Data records
----------

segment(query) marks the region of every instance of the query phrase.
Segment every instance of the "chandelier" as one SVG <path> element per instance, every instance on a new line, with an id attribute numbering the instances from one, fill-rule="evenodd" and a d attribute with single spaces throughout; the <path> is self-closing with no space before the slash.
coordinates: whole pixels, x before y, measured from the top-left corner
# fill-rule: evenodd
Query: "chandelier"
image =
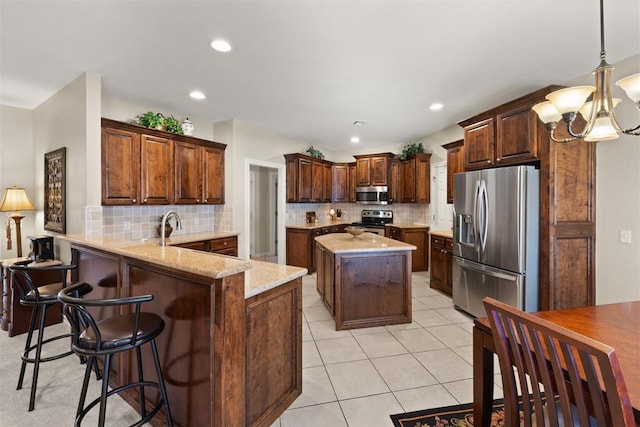
<path id="1" fill-rule="evenodd" d="M 606 61 L 607 53 L 604 49 L 604 6 L 600 0 L 600 65 L 593 70 L 596 76 L 595 86 L 574 86 L 551 92 L 546 96 L 548 101 L 533 106 L 545 124 L 551 139 L 556 142 L 570 142 L 584 138 L 585 141 L 607 141 L 616 139 L 620 133 L 640 136 L 640 124 L 634 128 L 622 128 L 615 118 L 613 109 L 621 101 L 611 97 L 611 71 L 613 67 Z M 627 96 L 640 109 L 640 73 L 634 74 L 616 82 Z M 588 98 L 591 97 L 589 101 Z M 578 113 L 587 121 L 581 132 L 575 132 L 573 122 Z M 555 129 L 562 120 L 569 138 L 556 138 Z"/>

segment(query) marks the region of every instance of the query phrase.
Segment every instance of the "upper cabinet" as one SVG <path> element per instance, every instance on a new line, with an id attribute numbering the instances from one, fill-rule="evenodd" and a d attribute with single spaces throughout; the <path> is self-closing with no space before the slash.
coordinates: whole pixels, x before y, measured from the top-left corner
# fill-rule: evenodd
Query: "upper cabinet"
<path id="1" fill-rule="evenodd" d="M 356 177 L 358 175 L 358 171 L 356 169 L 356 163 L 349 163 L 349 201 L 356 201 Z"/>
<path id="2" fill-rule="evenodd" d="M 102 204 L 224 203 L 226 146 L 102 119 Z"/>
<path id="3" fill-rule="evenodd" d="M 531 107 L 558 88 L 548 86 L 459 122 L 464 128 L 465 169 L 539 160 L 541 138 L 547 133 Z"/>
<path id="4" fill-rule="evenodd" d="M 287 203 L 330 202 L 332 163 L 305 154 L 285 154 Z"/>
<path id="5" fill-rule="evenodd" d="M 334 202 L 349 202 L 349 165 L 334 163 L 331 167 L 331 199 Z"/>
<path id="6" fill-rule="evenodd" d="M 442 146 L 447 150 L 447 203 L 453 203 L 453 176 L 464 172 L 464 140 Z"/>
<path id="7" fill-rule="evenodd" d="M 431 154 L 418 153 L 400 162 L 400 189 L 402 203 L 429 203 L 431 181 Z"/>
<path id="8" fill-rule="evenodd" d="M 393 153 L 367 154 L 356 158 L 356 186 L 389 185 Z"/>

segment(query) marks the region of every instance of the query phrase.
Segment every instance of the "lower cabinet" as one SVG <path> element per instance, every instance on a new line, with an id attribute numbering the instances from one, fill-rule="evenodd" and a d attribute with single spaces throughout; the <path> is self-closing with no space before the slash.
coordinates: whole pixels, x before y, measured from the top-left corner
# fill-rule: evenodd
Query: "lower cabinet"
<path id="1" fill-rule="evenodd" d="M 431 235 L 430 286 L 451 296 L 453 281 L 453 239 Z"/>
<path id="2" fill-rule="evenodd" d="M 238 236 L 199 240 L 196 242 L 180 243 L 174 246 L 196 251 L 212 252 L 218 255 L 238 256 Z"/>
<path id="3" fill-rule="evenodd" d="M 385 237 L 414 245 L 411 251 L 411 271 L 429 270 L 429 227 L 393 226 L 385 228 Z"/>
<path id="4" fill-rule="evenodd" d="M 351 224 L 335 224 L 316 228 L 287 228 L 287 265 L 306 268 L 309 274 L 316 272 L 314 239 L 330 233 L 344 233 Z"/>
<path id="5" fill-rule="evenodd" d="M 302 391 L 302 279 L 245 300 L 247 425 L 270 426 Z"/>
<path id="6" fill-rule="evenodd" d="M 316 262 L 318 274 L 316 275 L 316 288 L 322 302 L 329 312 L 335 314 L 335 289 L 333 286 L 333 270 L 335 266 L 334 256 L 321 245 L 316 244 Z"/>

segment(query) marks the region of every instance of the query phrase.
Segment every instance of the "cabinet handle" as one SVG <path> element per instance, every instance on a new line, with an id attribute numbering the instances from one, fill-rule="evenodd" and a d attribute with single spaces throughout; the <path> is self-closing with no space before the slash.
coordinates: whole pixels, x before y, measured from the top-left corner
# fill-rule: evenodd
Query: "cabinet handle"
<path id="1" fill-rule="evenodd" d="M 207 199 L 204 199 L 204 202 L 207 203 Z"/>
<path id="2" fill-rule="evenodd" d="M 227 242 L 224 242 L 224 245 L 227 246 Z"/>
<path id="3" fill-rule="evenodd" d="M 131 201 L 132 201 L 133 203 L 135 203 L 135 202 L 136 202 L 136 199 L 132 199 Z"/>
<path id="4" fill-rule="evenodd" d="M 500 157 L 498 157 L 498 158 L 496 159 L 496 162 L 499 162 L 500 160 L 502 160 L 502 159 L 501 159 Z"/>
<path id="5" fill-rule="evenodd" d="M 487 160 L 487 163 L 491 163 L 491 160 Z"/>
<path id="6" fill-rule="evenodd" d="M 196 199 L 196 202 L 200 203 L 200 199 Z"/>

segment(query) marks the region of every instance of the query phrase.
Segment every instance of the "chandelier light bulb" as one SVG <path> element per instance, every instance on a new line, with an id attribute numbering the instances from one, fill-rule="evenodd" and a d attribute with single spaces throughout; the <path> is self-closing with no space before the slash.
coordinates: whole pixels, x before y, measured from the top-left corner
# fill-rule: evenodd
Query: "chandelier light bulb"
<path id="1" fill-rule="evenodd" d="M 633 102 L 640 102 L 640 73 L 618 80 L 616 86 L 622 88 Z"/>

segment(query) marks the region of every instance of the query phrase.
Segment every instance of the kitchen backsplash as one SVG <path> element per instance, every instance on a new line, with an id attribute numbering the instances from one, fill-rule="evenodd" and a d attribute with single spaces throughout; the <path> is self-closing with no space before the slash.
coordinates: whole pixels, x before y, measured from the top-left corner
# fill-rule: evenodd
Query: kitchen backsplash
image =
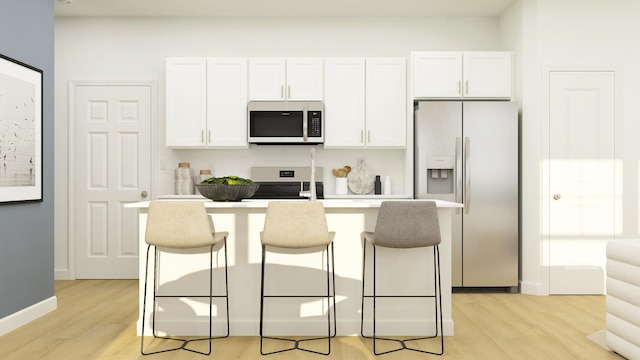
<path id="1" fill-rule="evenodd" d="M 156 188 L 158 195 L 173 194 L 173 170 L 179 162 L 189 162 L 197 173 L 202 169 L 209 169 L 213 176 L 237 175 L 250 177 L 252 166 L 309 166 L 309 146 L 257 146 L 248 149 L 233 150 L 175 150 L 166 149 L 157 154 L 154 166 Z M 359 159 L 364 159 L 367 166 L 376 174 L 390 176 L 392 180 L 392 194 L 411 194 L 411 190 L 404 188 L 405 151 L 394 149 L 323 149 L 316 146 L 316 166 L 324 168 L 322 177 L 317 175 L 318 181 L 323 181 L 326 194 L 335 194 L 335 176 L 333 168 L 349 165 L 355 167 Z M 166 166 L 165 166 L 166 165 Z M 162 167 L 166 169 L 162 169 Z"/>

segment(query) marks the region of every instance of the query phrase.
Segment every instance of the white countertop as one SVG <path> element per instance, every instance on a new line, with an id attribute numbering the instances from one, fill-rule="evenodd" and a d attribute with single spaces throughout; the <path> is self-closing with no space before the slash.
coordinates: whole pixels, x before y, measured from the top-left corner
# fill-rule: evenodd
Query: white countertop
<path id="1" fill-rule="evenodd" d="M 253 208 L 263 209 L 267 208 L 267 205 L 272 200 L 256 200 L 245 199 L 242 201 L 212 201 L 201 195 L 166 195 L 160 197 L 159 200 L 163 201 L 176 201 L 176 200 L 194 200 L 204 201 L 204 205 L 207 208 Z M 324 204 L 325 208 L 331 209 L 354 209 L 354 208 L 378 208 L 383 201 L 435 201 L 437 207 L 441 208 L 461 208 L 462 204 L 444 201 L 444 200 L 429 200 L 429 199 L 398 199 L 398 198 L 383 198 L 383 199 L 371 199 L 371 198 L 354 198 L 354 199 L 324 199 L 319 200 Z M 282 200 L 280 200 L 282 201 Z M 285 200 L 285 201 L 304 201 L 304 200 Z M 147 208 L 149 207 L 149 201 L 142 201 L 137 203 L 126 204 L 127 208 Z"/>

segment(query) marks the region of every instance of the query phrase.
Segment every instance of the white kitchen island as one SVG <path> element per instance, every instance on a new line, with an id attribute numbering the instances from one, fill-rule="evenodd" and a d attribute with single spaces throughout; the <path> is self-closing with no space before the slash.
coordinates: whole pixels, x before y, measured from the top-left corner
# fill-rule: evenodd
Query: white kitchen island
<path id="1" fill-rule="evenodd" d="M 176 199 L 177 200 L 177 199 Z M 172 199 L 163 201 L 173 201 Z M 260 316 L 260 231 L 264 225 L 269 200 L 243 200 L 241 202 L 204 201 L 207 212 L 217 231 L 228 231 L 229 299 L 231 335 L 259 335 Z M 296 200 L 292 200 L 296 201 Z M 297 200 L 299 201 L 299 200 Z M 360 233 L 375 229 L 378 208 L 382 200 L 321 200 L 327 214 L 330 231 L 335 231 L 335 279 L 338 335 L 357 335 L 360 332 L 360 306 L 362 292 L 362 241 Z M 421 201 L 421 200 L 403 200 Z M 452 211 L 462 205 L 436 200 L 442 243 L 440 259 L 442 272 L 442 305 L 444 334 L 453 335 L 451 317 L 451 218 Z M 147 244 L 144 233 L 149 202 L 128 204 L 139 209 L 140 237 L 140 318 L 142 316 L 145 256 Z M 372 251 L 367 251 L 369 256 Z M 224 279 L 224 256 L 220 251 L 214 258 L 214 293 L 221 293 Z M 153 256 L 152 256 L 153 259 Z M 326 275 L 323 270 L 326 256 L 320 253 L 281 254 L 267 252 L 266 293 L 289 294 L 326 293 Z M 195 254 L 167 254 L 160 257 L 158 293 L 207 293 L 208 248 Z M 432 250 L 378 249 L 378 294 L 432 293 Z M 152 262 L 152 261 L 151 261 Z M 369 266 L 371 261 L 367 260 Z M 150 269 L 152 264 L 150 264 Z M 368 269 L 368 274 L 371 269 Z M 285 280 L 286 279 L 286 280 Z M 367 276 L 367 288 L 372 277 Z M 405 284 L 425 284 L 422 289 L 402 287 Z M 428 286 L 426 284 L 429 284 Z M 420 292 L 422 290 L 422 292 Z M 151 288 L 147 300 L 147 326 L 150 331 Z M 208 300 L 206 298 L 179 298 L 159 300 L 156 328 L 169 335 L 207 334 Z M 371 301 L 366 312 L 371 314 Z M 222 300 L 214 299 L 214 335 L 223 333 L 225 307 Z M 323 299 L 288 298 L 265 302 L 265 334 L 318 335 L 326 332 L 327 302 Z M 429 320 L 430 319 L 430 320 Z M 433 329 L 433 301 L 429 299 L 379 299 L 378 335 L 429 334 Z M 425 320 L 427 323 L 425 324 Z M 369 324 L 370 325 L 370 324 Z M 365 323 L 367 326 L 367 323 Z M 365 329 L 370 329 L 365 327 Z M 141 323 L 138 322 L 138 335 Z"/>

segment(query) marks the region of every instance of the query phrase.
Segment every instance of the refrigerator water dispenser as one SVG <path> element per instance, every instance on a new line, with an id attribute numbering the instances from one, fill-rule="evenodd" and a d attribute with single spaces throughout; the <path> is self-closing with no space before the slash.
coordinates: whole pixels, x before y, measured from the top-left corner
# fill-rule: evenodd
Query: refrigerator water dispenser
<path id="1" fill-rule="evenodd" d="M 427 156 L 427 193 L 453 194 L 453 156 Z"/>

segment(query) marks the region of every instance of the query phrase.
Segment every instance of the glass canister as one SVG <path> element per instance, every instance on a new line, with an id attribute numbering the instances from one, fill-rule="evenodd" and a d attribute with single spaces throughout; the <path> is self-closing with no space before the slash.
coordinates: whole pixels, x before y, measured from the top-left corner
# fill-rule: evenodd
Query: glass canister
<path id="1" fill-rule="evenodd" d="M 200 184 L 202 180 L 208 179 L 210 177 L 212 177 L 211 170 L 200 170 L 200 175 L 196 175 L 195 177 L 194 185 Z M 200 191 L 198 191 L 198 188 L 196 188 L 195 192 L 197 195 L 200 195 Z"/>
<path id="2" fill-rule="evenodd" d="M 175 170 L 175 192 L 176 195 L 193 195 L 193 170 L 188 162 L 178 163 Z"/>
<path id="3" fill-rule="evenodd" d="M 384 194 L 391 195 L 391 177 L 389 175 L 384 177 Z"/>

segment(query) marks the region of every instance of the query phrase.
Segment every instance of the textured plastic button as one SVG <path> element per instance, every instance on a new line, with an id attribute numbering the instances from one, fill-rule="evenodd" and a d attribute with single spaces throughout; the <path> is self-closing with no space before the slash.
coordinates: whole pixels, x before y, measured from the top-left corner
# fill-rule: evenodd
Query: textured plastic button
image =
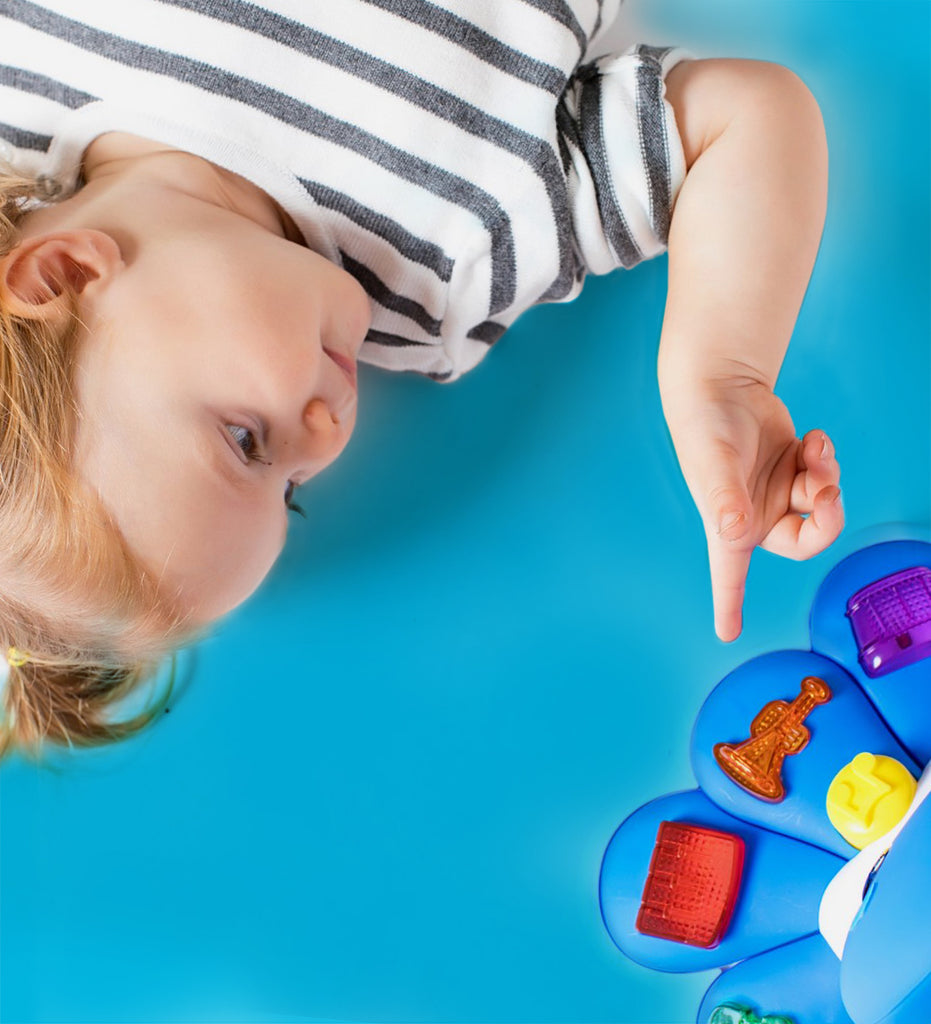
<path id="1" fill-rule="evenodd" d="M 734 911 L 743 861 L 740 836 L 660 822 L 637 931 L 688 946 L 716 946 Z"/>
<path id="2" fill-rule="evenodd" d="M 858 659 L 871 678 L 931 655 L 931 569 L 916 565 L 858 590 L 847 602 Z"/>
<path id="3" fill-rule="evenodd" d="M 805 749 L 811 734 L 802 723 L 816 705 L 830 699 L 831 689 L 823 679 L 806 676 L 791 704 L 772 700 L 753 719 L 750 739 L 736 745 L 716 744 L 715 760 L 742 789 L 778 803 L 786 794 L 782 762 L 789 754 Z"/>
<path id="4" fill-rule="evenodd" d="M 791 1017 L 782 1014 L 764 1014 L 758 1017 L 746 1006 L 737 1003 L 721 1003 L 716 1006 L 708 1020 L 708 1024 L 795 1024 Z"/>
<path id="5" fill-rule="evenodd" d="M 851 846 L 862 850 L 898 825 L 917 785 L 894 757 L 857 754 L 828 787 L 828 818 Z"/>
<path id="6" fill-rule="evenodd" d="M 811 738 L 802 723 L 818 704 L 831 699 L 831 688 L 817 676 L 802 680 L 799 695 L 791 704 L 771 700 L 750 723 L 750 739 L 743 743 L 717 743 L 714 758 L 721 770 L 741 789 L 779 803 L 786 795 L 782 762 L 804 750 Z"/>

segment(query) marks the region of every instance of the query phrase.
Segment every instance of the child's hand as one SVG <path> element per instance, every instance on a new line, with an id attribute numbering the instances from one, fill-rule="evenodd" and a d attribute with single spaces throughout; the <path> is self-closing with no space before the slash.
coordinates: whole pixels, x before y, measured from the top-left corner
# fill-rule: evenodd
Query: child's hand
<path id="1" fill-rule="evenodd" d="M 688 170 L 669 231 L 660 393 L 705 525 L 715 630 L 734 640 L 753 549 L 810 558 L 844 521 L 831 442 L 799 440 L 772 390 L 818 251 L 827 146 L 812 95 L 772 64 L 680 64 L 667 97 Z"/>
<path id="2" fill-rule="evenodd" d="M 670 429 L 705 527 L 715 632 L 730 641 L 740 635 L 755 547 L 803 559 L 837 538 L 840 468 L 827 435 L 811 430 L 799 440 L 765 384 L 715 382 L 689 404 Z"/>

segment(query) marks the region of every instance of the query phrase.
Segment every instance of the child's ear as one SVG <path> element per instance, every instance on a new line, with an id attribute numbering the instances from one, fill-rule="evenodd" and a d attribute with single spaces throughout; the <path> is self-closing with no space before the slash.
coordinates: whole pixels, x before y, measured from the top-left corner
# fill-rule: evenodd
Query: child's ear
<path id="1" fill-rule="evenodd" d="M 122 266 L 120 247 L 103 231 L 79 228 L 27 238 L 0 260 L 0 301 L 13 316 L 45 319 Z"/>

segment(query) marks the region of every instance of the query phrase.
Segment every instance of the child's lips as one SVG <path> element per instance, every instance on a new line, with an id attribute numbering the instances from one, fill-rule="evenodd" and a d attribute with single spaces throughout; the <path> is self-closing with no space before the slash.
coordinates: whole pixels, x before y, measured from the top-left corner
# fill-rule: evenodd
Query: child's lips
<path id="1" fill-rule="evenodd" d="M 342 352 L 331 352 L 330 349 L 323 350 L 330 359 L 346 374 L 353 391 L 356 390 L 356 361 L 351 356 L 343 355 Z"/>

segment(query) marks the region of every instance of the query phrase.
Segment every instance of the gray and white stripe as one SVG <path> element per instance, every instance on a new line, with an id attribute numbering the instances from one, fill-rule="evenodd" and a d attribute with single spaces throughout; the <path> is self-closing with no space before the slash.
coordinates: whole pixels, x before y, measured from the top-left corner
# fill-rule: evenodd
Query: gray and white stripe
<path id="1" fill-rule="evenodd" d="M 46 172 L 134 130 L 252 177 L 366 288 L 366 356 L 452 378 L 665 241 L 674 58 L 578 67 L 618 2 L 4 0 L 0 137 Z"/>

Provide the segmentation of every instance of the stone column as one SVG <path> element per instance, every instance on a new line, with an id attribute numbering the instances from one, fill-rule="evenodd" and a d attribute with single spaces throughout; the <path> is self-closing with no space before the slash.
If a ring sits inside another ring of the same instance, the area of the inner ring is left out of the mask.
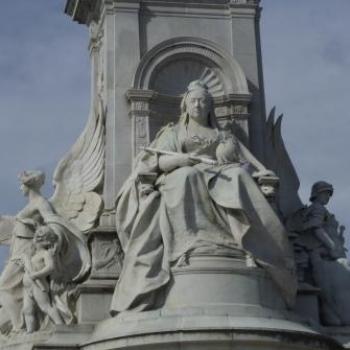
<path id="1" fill-rule="evenodd" d="M 260 43 L 260 1 L 231 1 L 232 55 L 243 68 L 253 101 L 249 120 L 250 148 L 264 161 L 265 93 Z"/>
<path id="2" fill-rule="evenodd" d="M 117 192 L 131 171 L 132 123 L 126 91 L 140 60 L 139 4 L 135 1 L 105 2 L 107 51 L 107 143 L 105 205 L 114 206 Z"/>
<path id="3" fill-rule="evenodd" d="M 236 116 L 234 120 L 238 125 L 243 125 L 248 146 L 263 160 L 265 102 L 259 0 L 68 0 L 66 13 L 79 23 L 90 28 L 94 26 L 97 31 L 94 35 L 102 38 L 96 60 L 102 62 L 100 71 L 103 73 L 99 74 L 104 78 L 102 95 L 107 107 L 104 183 L 107 210 L 113 208 L 116 195 L 131 171 L 135 147 L 138 147 L 135 143 L 149 141 L 148 135 L 142 136 L 137 131 L 147 134 L 149 115 L 145 115 L 148 113 L 145 111 L 150 106 L 146 106 L 144 97 L 128 101 L 126 92 L 135 87 L 133 82 L 142 58 L 169 40 L 181 37 L 198 39 L 199 42 L 204 40 L 215 44 L 225 57 L 238 62 L 248 80 L 251 103 L 249 106 L 245 101 L 239 105 L 231 104 L 229 114 Z M 196 54 L 200 55 L 199 48 L 197 51 Z M 225 76 L 227 67 L 219 68 Z M 199 77 L 193 76 L 196 78 Z M 96 79 L 92 79 L 92 84 L 97 84 Z M 153 129 L 151 138 L 152 135 Z"/>
<path id="4" fill-rule="evenodd" d="M 133 128 L 132 154 L 135 158 L 142 147 L 149 145 L 151 116 L 150 102 L 156 96 L 156 92 L 151 90 L 130 89 L 127 97 L 130 102 L 130 118 Z"/>

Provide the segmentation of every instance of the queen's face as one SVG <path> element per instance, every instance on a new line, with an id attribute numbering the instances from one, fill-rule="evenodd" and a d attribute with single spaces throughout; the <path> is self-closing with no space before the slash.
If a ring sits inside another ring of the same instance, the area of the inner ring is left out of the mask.
<path id="1" fill-rule="evenodd" d="M 190 118 L 200 124 L 208 124 L 211 101 L 203 90 L 191 91 L 186 99 L 186 110 Z"/>

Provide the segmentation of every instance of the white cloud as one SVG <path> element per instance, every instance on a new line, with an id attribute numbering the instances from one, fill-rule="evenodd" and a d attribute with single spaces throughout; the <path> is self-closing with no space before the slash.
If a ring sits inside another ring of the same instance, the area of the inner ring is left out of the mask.
<path id="1" fill-rule="evenodd" d="M 335 186 L 330 210 L 350 230 L 350 44 L 347 0 L 263 1 L 267 105 L 285 113 L 284 135 L 307 201 L 313 182 Z"/>
<path id="2" fill-rule="evenodd" d="M 12 0 L 1 7 L 1 214 L 26 203 L 17 174 L 33 168 L 51 174 L 88 115 L 88 33 L 64 16 L 63 5 Z M 6 252 L 0 249 L 0 267 Z"/>

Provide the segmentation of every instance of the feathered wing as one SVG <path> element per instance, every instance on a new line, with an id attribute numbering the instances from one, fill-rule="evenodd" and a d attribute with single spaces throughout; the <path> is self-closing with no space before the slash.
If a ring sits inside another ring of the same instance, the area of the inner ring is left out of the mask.
<path id="1" fill-rule="evenodd" d="M 83 133 L 59 162 L 50 199 L 57 214 L 72 222 L 81 232 L 94 227 L 103 207 L 96 192 L 104 177 L 105 111 L 102 101 L 89 118 Z"/>
<path id="2" fill-rule="evenodd" d="M 285 218 L 303 207 L 298 191 L 299 177 L 289 157 L 283 141 L 281 126 L 283 115 L 275 121 L 276 109 L 273 108 L 265 125 L 266 166 L 280 179 L 279 207 Z"/>

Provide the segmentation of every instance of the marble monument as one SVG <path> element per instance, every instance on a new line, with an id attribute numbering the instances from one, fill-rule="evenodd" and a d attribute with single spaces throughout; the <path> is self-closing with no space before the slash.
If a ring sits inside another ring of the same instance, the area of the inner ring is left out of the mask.
<path id="1" fill-rule="evenodd" d="M 0 217 L 1 349 L 346 349 L 344 231 L 265 113 L 259 0 L 68 0 L 91 113 Z"/>

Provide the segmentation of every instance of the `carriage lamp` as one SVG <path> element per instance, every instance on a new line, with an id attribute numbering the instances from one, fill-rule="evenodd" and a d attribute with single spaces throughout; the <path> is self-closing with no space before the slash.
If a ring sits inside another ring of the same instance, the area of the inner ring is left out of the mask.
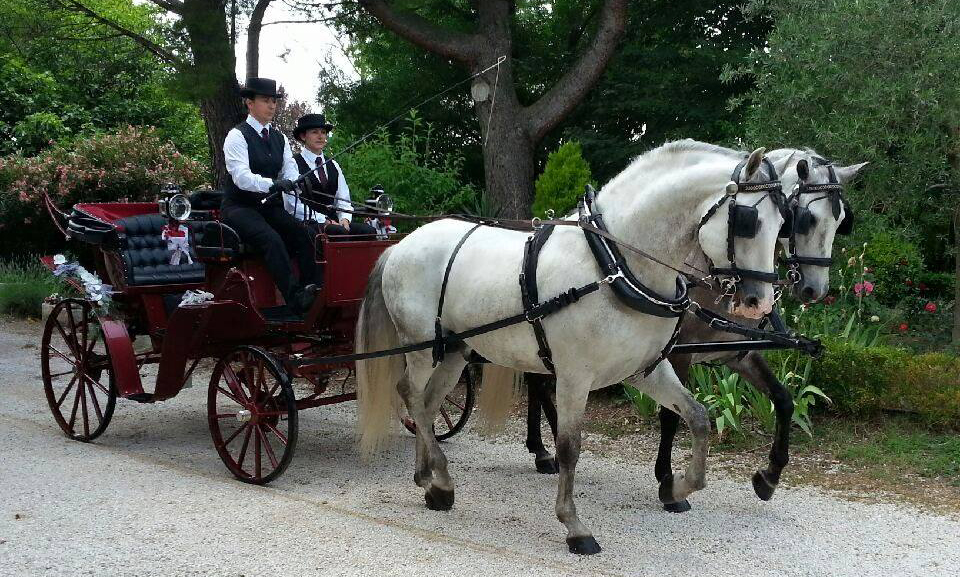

----------

[Assignment]
In the entries above, please find the line with "Query: child's ear" and the line with "Provide the segmentation of every instance of the stone", then write out exactly those two lines and every line between them, and nothing more.

[Exercise response]
Query: child's ear
<path id="1" fill-rule="evenodd" d="M 122 266 L 120 247 L 103 231 L 79 228 L 27 238 L 0 260 L 0 301 L 13 316 L 45 319 Z"/>

segment(query) marks the region of every instance of the query phrase.
Segment every instance of the child's lips as one SVG <path> element per instance, every instance on a new line, with an id attribute numbering the instances from one, fill-rule="evenodd" and a d attribute with single spaces throughout; the <path> is self-closing with no space before the slash.
coordinates: whole pixels, x before y, measured from the top-left corner
# fill-rule: evenodd
Query: child's lips
<path id="1" fill-rule="evenodd" d="M 342 352 L 331 352 L 330 349 L 323 350 L 330 359 L 346 374 L 353 391 L 356 390 L 356 361 L 351 356 L 343 355 Z"/>

segment(query) marks the region of every instance of the query phrase.
Segment every instance of the gray and white stripe as one SVG <path> element per instance, every instance on a new line, with an id attribute numbering the instances from one, fill-rule="evenodd" and a d attribute with single spaces throughout; the <path> is self-closing with no space before the slash.
coordinates: whole pixels, x before y, measured from the top-left corner
# fill-rule: evenodd
Query: gray and white stripe
<path id="1" fill-rule="evenodd" d="M 46 172 L 134 130 L 252 177 L 366 288 L 366 356 L 452 378 L 665 241 L 674 58 L 578 67 L 618 2 L 4 0 L 0 137 Z"/>

Provide the segmentation of every instance of the stone column as one SVG <path> element per instance, every instance on a new line, with an id attribute numbering the instances from one, fill-rule="evenodd" and a d attribute with single spaces throughout; the <path> is self-closing with no space before the slash.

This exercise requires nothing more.